▶ Your task:
Answer these questions using the passage below about the second processor.
1. At which vehicle is the second processor provided?
2. In what two ways may the second processor receive the vehicle-agnostic information from the remote device?
3. What other name may vehicle-agnostic information be called?

The second processor 524 is adapted to be provided at a second vehicle 600b. The second processor 524 may be provided at the second vehicle 600b. The second processor 524 may be provided at the second vehicle 600b by being incorporated therein.

The second processor 524 is configured to receive the vehicle-agnostic information from the remote device 510. The second processor 524 may comprise a communication unit for receiving the vehicle-agnostic information. The communication unit may form part of the processor assembly 520 or may be a separate unit. The second processor 524 may receive the vehicle-agnostic information from the remote device 510 wirelessly or via a wired connection.

The second processor 524 is configured to process an input related to the second vehicle 600b based on the vehicle-agnostic information from the remote device 510. In other words, the second processor 524 is configured to process, or generate, an input which may be specific to the vehicle or vehicle type, based on vehicle-agnostic information. A vehicleagnostic information may otherwise be referred to as a vehicle-type-independent information. That is, the vehicle-agnostic information is not encoded in a manner specific to the vehicle or vehicle type. The vehicle-agnostic information may be provided in a format known to the second processor 524. Nevertheless, the vehicle-agnostic information processed by the processor assembly 520 may be information that is encoded in a vehicle- agnostic manner but still includes vehicle-specific content, parameters and/or characteristics.

▶ Stored data:
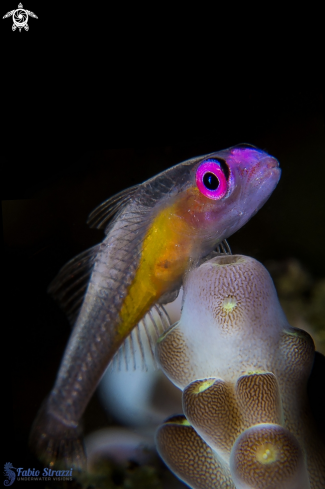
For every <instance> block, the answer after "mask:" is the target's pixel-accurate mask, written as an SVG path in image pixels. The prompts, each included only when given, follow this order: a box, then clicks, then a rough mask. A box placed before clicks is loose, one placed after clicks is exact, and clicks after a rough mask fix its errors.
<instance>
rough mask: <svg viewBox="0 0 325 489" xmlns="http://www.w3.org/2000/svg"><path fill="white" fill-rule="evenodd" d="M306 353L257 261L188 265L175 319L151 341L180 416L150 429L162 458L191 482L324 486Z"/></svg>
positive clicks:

▶ Problem solution:
1. The second vehicle 600b.
2. Wirelessly or via a wired connection.
3. Vehicle-type-independent information.